== TRECHO DO TEXTO ==

Um fato curioso relacionado à revista de contos policiais X-9, da Rio Gráfica e Editora (RGE), ocorrido por volta de 1963, caiu no limbo da história. Como me revelou há algum tempo o pesquisador e editor Wagner Augusto (Cluq) - o mérito da descoberta é todo dele -, em pelo menos um número, a publicação de Roberto Marinho trouxe uma história em Quadrinhos de autoria desconhecida que chamava a atenção pelo tom de alerta grave do tema tratado: o perigo real e imediato que representava para o mundo-judaico-cristão-ocidental-capitalista a revolução cubana de Fidel Castro, deflagrada a partir de 1959. Não havia dúvidas de que os textos eram de origem americana e, provavelmente, distribuída por alguma agência de notícias e de features (syndicate) pelos países vizinhos. Não sei precisar se foram feitas outras narrativas semelhantes. Mas a que li era uma trama muito bem desenhada, por algum artista profissional, e feita com propósito de servir como mera propaganda de guerra ideológica. Ou seja, de levar aos leitores da revista, de forma pretensamente disfarçada, uma mensagem negativa contra o comunismo que acabara de chegar à América por Cuba, um antigo cassino-prostíbulo que por décadas saciou o apetite sexual dos ricaços americanos.

Nunca se comentou a respeito dessa história em reportagens e artigos sobre Quadrinhos ou política. Pelo menos que se tem conhecimento na bibliografia disponível. Não há também informação sobre de que forma a editora responsável pela publicação foi contatada para reproduzi-la. Não por acaso, é preciso lembrar, X-9 trazia somente contos policiais, com exceção das duas capas internas que, durante algum tempo, publicou Quadrinhos policiais, em especial na década de 1950. Esse detalhe reforça a idéia de que a RGE se empenhou em divulgar o material, a ponto de romper com o formato editorial da revista. Uma volta ao conturbado Brasil de 1963 permite uma melhor compreensão do propósito de se usar os Quadrinhos para campanha contra o comunismo. Desde o ano anterior, articulava-se principalmente no Rio de Janeiro e em São Paulo, uma mobilização para impedir um suposto - e jamais provado - golpe da esquerda, que pretendia instalar no país um regime ditatorial socialista orientado por Moscou. Essa seria a justificativa para um golpe militar efetivado no começo de abril do ano seguinte.

===

Segundo o trecho do texto, quem descobriu a história em quadrinhos publicada na revista X-9?

== AMOSTRA DE DADOS ==

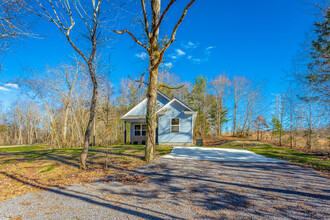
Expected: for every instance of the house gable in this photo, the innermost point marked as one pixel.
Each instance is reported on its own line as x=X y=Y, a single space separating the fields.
x=140 y=110
x=175 y=109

===

> **RESPOSTA COMPLETA**: O pesquisador e editor Wagner Augusto (Cluq).